• _What is being asked_
Show every line of the data that contains the string "instance".

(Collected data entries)
Segment Open

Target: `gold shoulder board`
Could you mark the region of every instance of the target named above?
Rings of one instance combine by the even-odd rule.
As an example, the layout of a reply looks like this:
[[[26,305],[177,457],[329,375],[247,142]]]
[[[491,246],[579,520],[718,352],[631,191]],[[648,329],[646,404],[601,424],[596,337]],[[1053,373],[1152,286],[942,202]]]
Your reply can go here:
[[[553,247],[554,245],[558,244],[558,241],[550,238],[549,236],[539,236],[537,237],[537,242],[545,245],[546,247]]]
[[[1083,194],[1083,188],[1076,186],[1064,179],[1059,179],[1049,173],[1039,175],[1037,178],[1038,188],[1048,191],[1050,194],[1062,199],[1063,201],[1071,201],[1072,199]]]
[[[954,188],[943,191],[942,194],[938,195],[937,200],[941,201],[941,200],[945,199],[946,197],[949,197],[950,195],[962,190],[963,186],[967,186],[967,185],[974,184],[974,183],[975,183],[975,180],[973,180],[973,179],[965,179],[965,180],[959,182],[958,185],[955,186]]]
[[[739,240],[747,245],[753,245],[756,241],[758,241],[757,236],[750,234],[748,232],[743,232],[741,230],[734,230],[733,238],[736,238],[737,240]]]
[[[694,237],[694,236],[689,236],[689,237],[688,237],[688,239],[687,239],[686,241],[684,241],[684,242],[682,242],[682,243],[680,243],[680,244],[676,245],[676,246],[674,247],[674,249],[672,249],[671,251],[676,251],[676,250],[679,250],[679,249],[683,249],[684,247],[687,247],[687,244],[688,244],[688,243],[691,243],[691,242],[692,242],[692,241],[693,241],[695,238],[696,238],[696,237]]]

Segment Closed

• _Exercise result_
Could you mark the region of every instance of the target named above?
Rings of one instance combine by the even-odd rule.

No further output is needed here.